# Excerpt
########

8000 Green neons in a 1600 Gallon tank?
Well, I'll see. 

The Public aquarium display has more than 1000, more like 3000-5000. 
1000 would not cover a 12-15 ft long tank much. But you have to ensure all those fish are well fed.

Not as easy as it might seem. So a good number of RCS and Amano's will clean up after them well.


----------



## Navarro (Aug 28, 2013)

Ben Belton said:


> I wonder if his wife knows.


She does for the first time ever she wants to see more tanks at home :wink:
Hello to all especially to the very famous Mr. Baliban :icon_smil
Cheers


----------



## Jason Baliban (Mar 3, 2005)

Navarro said:


> She does for the first time ever she wants to see more tanks at home :wink:
> Hello to all especially to the very famous Mr. Baliban :icon_smil
> Cheers


Now its a party!!

########

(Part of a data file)

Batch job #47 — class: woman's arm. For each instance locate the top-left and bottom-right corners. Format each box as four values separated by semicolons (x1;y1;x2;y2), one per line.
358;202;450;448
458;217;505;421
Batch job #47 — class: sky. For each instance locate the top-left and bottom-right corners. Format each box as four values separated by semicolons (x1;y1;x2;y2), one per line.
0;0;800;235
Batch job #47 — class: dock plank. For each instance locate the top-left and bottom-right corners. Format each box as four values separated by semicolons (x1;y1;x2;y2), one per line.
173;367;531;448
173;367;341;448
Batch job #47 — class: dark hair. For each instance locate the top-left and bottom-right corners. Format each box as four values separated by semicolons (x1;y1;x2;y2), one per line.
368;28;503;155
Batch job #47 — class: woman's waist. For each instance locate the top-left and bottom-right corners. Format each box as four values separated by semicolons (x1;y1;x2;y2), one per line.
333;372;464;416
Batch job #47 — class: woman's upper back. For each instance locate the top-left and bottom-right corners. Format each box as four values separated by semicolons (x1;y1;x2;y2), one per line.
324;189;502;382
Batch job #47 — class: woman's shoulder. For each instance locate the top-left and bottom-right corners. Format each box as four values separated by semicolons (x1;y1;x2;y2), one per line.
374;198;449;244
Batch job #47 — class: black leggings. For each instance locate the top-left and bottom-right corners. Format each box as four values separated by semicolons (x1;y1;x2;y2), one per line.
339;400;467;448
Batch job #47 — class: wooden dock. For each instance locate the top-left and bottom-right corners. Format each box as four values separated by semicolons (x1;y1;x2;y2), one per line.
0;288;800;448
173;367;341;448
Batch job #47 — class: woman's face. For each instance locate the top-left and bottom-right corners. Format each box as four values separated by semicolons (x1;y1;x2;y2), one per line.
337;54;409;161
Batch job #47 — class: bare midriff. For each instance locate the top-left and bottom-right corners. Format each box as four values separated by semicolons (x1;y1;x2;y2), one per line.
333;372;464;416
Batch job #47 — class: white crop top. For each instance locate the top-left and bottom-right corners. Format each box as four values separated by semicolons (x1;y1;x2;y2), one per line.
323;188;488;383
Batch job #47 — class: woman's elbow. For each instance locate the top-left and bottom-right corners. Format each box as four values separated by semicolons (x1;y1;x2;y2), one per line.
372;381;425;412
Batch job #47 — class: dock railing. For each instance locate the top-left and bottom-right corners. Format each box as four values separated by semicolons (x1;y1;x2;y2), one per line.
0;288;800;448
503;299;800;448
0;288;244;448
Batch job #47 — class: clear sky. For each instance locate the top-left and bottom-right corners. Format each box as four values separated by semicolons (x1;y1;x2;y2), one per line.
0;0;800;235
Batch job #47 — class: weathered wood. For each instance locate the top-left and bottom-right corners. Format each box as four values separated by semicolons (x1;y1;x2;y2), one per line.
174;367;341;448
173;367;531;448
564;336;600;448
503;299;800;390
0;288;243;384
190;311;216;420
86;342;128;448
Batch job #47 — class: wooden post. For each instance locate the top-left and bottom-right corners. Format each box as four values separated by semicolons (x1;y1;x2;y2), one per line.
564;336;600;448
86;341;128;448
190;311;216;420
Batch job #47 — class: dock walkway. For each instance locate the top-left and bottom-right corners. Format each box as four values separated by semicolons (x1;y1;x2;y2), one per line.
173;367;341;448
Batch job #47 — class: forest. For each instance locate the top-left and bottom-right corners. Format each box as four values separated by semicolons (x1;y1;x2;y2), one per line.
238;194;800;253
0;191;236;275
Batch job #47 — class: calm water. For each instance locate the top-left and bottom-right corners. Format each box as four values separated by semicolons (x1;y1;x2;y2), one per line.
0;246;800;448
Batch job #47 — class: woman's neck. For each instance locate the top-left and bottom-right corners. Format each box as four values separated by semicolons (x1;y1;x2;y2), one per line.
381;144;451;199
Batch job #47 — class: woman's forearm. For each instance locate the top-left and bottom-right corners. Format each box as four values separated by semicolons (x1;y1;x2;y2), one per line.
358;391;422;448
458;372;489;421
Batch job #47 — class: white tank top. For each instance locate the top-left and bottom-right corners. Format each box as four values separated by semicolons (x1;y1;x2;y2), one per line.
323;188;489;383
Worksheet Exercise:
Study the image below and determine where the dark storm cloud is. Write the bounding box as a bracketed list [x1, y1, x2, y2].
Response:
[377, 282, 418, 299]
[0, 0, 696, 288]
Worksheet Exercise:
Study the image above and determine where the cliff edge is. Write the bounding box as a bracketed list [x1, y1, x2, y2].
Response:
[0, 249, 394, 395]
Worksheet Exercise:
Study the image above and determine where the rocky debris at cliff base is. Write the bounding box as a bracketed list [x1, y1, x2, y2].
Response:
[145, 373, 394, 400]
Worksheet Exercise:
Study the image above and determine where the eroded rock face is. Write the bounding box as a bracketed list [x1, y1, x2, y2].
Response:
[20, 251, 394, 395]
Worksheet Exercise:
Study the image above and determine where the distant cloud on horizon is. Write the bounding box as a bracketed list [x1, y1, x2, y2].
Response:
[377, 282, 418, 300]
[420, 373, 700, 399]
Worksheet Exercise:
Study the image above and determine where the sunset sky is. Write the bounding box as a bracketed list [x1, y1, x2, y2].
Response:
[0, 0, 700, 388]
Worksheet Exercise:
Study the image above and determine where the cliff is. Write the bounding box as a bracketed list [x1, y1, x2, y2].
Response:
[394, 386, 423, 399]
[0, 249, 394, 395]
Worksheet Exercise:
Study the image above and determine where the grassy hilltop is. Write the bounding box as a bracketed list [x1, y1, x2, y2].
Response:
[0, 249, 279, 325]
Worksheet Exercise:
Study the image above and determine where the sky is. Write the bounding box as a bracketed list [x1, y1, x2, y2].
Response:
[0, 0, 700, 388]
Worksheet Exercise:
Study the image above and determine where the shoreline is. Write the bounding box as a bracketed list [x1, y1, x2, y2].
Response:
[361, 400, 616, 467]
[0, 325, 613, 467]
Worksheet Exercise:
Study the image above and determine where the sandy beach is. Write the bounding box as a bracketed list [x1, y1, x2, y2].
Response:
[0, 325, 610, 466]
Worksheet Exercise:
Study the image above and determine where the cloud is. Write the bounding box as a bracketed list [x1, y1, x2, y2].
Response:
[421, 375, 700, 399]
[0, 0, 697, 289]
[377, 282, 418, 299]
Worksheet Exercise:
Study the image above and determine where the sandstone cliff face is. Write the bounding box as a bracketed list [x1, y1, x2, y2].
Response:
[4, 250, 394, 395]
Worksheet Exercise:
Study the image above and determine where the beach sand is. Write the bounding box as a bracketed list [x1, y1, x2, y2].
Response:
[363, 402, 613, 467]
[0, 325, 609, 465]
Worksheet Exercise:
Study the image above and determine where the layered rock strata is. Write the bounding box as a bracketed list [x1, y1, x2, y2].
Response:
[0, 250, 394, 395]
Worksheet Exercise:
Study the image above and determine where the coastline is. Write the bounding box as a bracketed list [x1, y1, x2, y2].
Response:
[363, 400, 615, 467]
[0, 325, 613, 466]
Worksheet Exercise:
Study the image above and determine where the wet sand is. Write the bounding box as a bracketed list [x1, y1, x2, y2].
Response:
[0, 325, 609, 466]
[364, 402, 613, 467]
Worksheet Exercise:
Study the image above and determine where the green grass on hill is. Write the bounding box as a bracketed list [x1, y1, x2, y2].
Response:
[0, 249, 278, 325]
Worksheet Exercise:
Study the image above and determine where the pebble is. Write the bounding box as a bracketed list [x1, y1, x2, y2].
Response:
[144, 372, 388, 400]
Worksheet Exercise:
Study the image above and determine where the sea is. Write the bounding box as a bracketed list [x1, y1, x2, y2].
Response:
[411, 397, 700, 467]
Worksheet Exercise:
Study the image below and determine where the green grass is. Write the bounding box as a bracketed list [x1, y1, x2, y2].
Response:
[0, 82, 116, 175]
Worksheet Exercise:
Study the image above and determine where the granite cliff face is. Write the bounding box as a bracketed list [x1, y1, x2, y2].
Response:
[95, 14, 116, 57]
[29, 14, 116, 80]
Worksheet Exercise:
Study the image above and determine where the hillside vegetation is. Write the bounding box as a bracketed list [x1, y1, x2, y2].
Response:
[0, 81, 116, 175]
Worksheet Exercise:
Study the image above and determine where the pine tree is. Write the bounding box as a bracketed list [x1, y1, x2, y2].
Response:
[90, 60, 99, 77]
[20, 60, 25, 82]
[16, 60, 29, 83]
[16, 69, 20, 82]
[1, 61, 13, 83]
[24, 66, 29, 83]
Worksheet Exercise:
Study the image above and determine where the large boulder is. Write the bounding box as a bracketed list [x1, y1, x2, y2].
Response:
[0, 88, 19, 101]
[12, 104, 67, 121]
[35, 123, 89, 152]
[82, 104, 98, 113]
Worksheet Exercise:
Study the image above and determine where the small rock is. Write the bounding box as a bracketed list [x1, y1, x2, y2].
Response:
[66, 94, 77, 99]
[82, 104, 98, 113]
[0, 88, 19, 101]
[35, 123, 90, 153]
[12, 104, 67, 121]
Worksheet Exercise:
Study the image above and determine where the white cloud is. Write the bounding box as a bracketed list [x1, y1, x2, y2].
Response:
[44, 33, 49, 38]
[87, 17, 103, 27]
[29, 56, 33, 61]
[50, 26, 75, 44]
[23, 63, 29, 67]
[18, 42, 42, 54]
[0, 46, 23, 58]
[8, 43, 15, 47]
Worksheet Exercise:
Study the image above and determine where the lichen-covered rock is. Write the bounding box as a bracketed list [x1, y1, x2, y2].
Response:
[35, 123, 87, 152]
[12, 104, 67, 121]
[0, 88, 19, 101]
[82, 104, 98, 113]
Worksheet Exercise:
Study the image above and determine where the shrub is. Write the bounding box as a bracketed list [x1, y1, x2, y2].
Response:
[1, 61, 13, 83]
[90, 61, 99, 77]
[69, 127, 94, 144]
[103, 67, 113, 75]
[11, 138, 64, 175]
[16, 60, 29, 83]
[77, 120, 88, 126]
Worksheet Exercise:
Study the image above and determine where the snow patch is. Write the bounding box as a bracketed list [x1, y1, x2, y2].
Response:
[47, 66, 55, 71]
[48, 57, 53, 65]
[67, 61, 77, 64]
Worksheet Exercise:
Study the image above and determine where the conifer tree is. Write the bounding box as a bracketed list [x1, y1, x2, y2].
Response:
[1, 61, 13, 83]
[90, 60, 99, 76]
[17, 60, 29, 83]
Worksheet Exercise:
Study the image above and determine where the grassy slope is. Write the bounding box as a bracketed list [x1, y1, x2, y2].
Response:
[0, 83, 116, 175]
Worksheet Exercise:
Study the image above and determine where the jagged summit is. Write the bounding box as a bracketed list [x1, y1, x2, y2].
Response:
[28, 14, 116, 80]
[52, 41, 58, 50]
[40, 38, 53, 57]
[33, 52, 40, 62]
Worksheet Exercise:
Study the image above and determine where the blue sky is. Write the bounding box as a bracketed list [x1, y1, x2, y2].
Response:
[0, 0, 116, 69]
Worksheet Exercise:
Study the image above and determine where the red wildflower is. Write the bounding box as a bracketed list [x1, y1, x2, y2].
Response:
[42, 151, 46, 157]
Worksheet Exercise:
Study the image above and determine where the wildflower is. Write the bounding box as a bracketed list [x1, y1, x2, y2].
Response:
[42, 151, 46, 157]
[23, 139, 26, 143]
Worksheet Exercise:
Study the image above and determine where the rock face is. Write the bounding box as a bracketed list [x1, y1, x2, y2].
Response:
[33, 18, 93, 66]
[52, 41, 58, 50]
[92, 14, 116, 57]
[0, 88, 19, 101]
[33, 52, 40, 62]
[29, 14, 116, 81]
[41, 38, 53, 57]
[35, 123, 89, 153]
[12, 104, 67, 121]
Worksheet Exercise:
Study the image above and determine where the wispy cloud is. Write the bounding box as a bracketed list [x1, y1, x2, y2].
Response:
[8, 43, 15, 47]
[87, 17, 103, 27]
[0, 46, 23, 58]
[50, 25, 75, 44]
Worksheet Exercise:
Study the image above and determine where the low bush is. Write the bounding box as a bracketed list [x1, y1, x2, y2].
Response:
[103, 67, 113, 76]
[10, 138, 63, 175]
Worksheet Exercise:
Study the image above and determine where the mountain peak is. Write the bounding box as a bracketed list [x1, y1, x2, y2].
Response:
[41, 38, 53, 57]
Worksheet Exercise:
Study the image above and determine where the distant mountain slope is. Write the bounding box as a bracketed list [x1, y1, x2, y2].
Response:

########

# Tasks
- 1) Answer these questions from the aquarium thread:
(a) How many fish does the public aquarium display hold?
(b) Which animals are named as cleaning up after the fish?
(c) In Navarro's post, what does the wife want for the first time ever?
- 2) Carry on the aquarium forum thread with the next post after "Now its a party!!"

# Exercise answers
- 1)
(a) More than 1000, more like 3000-5000.
(b) RCS and Amano's.
(c) To see more tanks at home.

- 2)
The smile on my face right now suggests that it has been too long since we have all got together.

jB


----------



## Phil Edwards (Jul 18, 2003)

Heya Ben and Luis, long time no see. It's party time now! 

If y'all want to meet you should go to the Aquatic Experience show in Chicago this November. I hear all the cool kids are going. There are some cool things in the planning for that show.


----------



## Navarro (Aug 28, 2013)

Hey Phil nice tohear from you too, we have to put together another plantfest and bring back all the gang.
Cheers,
Luis


----------



## kwc1974 (Mar 17, 2009)

What, Luis is back on the forums?


----------



## Jdinh04 (Mar 15, 2004)

Navarro said:


> Hey Phil nice tohear from you too, we have to put together another plantfest and bring back all the gang.
> Cheers,
> Luis


:bounce::thumbsup:


----------



## Ben Belton (Dec 12, 2008)

Phil Edwards said:


> you should go to the Aquatic Experience show in Chicago this November.


Actually, Ricky and I were looking at going. I saw it when people were first promoting it, but I couldn't find a web page or anything the other day. I think Ricky was going to email Oliver about it.


----------



## msjinkzd (May 12, 2007)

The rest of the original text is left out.